- _EXERCISE BRIEF_
Please copy all the lines that follow, word for word.

(Point labeling dataset excerpts)
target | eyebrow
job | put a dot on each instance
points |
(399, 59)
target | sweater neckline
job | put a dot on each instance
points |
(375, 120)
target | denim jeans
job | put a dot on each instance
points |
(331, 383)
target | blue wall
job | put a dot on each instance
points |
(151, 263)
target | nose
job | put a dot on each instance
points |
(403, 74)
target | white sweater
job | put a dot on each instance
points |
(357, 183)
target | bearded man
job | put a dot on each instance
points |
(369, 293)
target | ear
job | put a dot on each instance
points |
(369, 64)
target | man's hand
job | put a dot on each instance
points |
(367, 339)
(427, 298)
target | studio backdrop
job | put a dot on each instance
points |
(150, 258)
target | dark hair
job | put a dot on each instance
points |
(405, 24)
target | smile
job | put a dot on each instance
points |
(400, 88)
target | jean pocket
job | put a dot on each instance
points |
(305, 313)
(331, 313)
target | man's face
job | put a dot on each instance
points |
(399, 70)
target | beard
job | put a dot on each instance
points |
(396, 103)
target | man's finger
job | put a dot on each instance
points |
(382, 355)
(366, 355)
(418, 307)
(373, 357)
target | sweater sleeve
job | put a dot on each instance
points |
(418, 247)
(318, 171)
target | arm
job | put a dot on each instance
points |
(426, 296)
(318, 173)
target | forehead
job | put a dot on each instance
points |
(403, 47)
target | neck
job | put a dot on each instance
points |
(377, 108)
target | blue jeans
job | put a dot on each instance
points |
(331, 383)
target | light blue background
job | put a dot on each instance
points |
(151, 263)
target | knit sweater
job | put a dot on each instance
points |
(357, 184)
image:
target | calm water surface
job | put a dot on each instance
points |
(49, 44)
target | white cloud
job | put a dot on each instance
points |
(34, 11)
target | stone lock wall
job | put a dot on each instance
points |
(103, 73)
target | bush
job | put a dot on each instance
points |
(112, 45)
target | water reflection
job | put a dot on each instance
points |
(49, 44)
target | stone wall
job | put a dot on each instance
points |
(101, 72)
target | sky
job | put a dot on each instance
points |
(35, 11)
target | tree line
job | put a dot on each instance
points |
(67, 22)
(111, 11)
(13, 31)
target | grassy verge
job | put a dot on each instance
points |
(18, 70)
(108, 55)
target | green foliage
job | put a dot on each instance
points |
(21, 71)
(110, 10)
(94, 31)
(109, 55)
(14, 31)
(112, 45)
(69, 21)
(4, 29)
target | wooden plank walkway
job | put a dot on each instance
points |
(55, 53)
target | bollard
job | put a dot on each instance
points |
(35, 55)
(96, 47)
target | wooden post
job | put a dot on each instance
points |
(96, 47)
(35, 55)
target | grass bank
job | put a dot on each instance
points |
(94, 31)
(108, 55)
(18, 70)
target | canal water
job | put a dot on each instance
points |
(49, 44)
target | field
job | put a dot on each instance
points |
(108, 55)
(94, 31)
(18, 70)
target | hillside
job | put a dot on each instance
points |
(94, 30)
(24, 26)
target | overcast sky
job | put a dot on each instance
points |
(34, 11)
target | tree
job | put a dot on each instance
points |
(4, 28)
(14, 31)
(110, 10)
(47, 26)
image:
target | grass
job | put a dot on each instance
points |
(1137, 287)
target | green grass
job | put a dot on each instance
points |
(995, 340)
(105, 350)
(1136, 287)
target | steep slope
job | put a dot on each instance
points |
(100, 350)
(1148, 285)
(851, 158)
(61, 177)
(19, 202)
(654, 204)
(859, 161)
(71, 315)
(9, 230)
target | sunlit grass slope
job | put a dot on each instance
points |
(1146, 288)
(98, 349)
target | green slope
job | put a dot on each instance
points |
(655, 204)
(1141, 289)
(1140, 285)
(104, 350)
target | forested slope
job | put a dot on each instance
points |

- _RESULT OF THIS TASK_
target | eyebrow
job | put a dot on each instance
points |
(399, 59)
target | sweater neckline
job | put a dot on each instance
points |
(375, 120)
target | denim jeans
job | put a dot on each instance
points |
(331, 383)
target | blue wall
job | put a dot on each instance
points |
(151, 263)
target | nose
job | put a dot on each instance
points |
(403, 74)
target | white sweater
job | put a dot on each instance
points |
(357, 183)
target | bearded man
job | put a dot on each instance
points |
(369, 293)
target | ear
job | put a dot on each instance
points |
(369, 64)
target | man's hand
job | put a dot on each instance
points |
(367, 339)
(427, 298)
target | studio backdrop
job | put a dot on each instance
points |
(150, 258)
target | dark hair
job | put a dot on each instance
points |
(405, 24)
target | smile
job | put a dot on each instance
points |
(400, 88)
target | jean pocket
job | put a dot on each instance
points |
(305, 313)
(331, 313)
target | man's face
job | put a dot on each instance
points |
(399, 70)
target | beard
job | put a dot on each instance
points |
(396, 103)
target | man's finger
job | put a dot on each instance
points |
(382, 355)
(366, 355)
(418, 307)
(373, 357)
target | sweater sleeve
job | put a dot on each instance
points |
(418, 247)
(318, 171)
target | arm
job | put a dot on each instance
points |
(426, 296)
(318, 173)
target | forehead
job | put a dot on each instance
points |
(403, 47)
target | neck
job | put a dot on each instance
points |
(377, 108)
target | blue jeans
job | put a dot on each instance
points |
(331, 383)
target | light blue background
job | put a dot on each instance
points |
(151, 263)
target | knit sweater
job | put a dot on each instance
points |
(357, 184)
image:
target | calm water surface
job | put a dot on each instance
points |
(49, 44)
target | white cloud
job | put a dot on each instance
points |
(34, 11)
target | stone lock wall
job | put a dot on each instance
points |
(103, 73)
target | bush
job | put a dot on each instance
points |
(112, 45)
target | water reflection
job | put a dot on each instance
points |
(49, 44)
target | stone wall
job | put a dot on each instance
points |
(101, 72)
target | sky
job | put a dot on each instance
points |
(35, 11)
target | tree line
job | put a dot on each instance
points |
(67, 22)
(111, 11)
(13, 31)
target | grassy verge
job | put a dot on each instance
points |
(18, 70)
(108, 55)
target | green foliage
job | put a dot on each instance
points |
(21, 71)
(110, 10)
(94, 31)
(109, 55)
(14, 31)
(112, 45)
(69, 21)
(4, 29)
target | wooden plank walkway
job | put a dot on each instance
points |
(55, 53)
target | bollard
job | put a dot on each instance
points |
(35, 55)
(96, 47)
target | wooden post
job | put a dot on each instance
points |
(96, 47)
(35, 55)
target | grass bank
job | put a dot on each instance
points |
(94, 31)
(108, 55)
(18, 70)
target | canal water
job | put a dot on each instance
points |
(49, 44)
target | field
job | put a dot on each instance
points |
(108, 55)
(94, 31)
(18, 70)
target | hillside
job | put a dot on each instance
points |
(94, 30)
(24, 26)
target | overcast sky
job | put a dot on each instance
points |
(34, 11)
target | tree
job | put a dot on each instance
points |
(4, 28)
(14, 31)
(110, 10)
(47, 26)
image:
target | grass
job | put a dot on each instance
points |
(1137, 287)
target | green grass
job | put a dot on each instance
points |
(995, 340)
(105, 350)
(1136, 287)
target | steep slope
job | put a dot on each instance
points |
(100, 350)
(1148, 285)
(851, 158)
(61, 177)
(19, 202)
(654, 204)
(859, 161)
(71, 315)
(9, 230)
target | sunlit grass slope
job | put a dot on each instance
points |
(1146, 288)
(98, 349)
target | green slope
job | put a dot on each instance
points |
(655, 204)
(1141, 289)
(1140, 285)
(104, 350)
target | forested slope
job | put a dot on each instance
points |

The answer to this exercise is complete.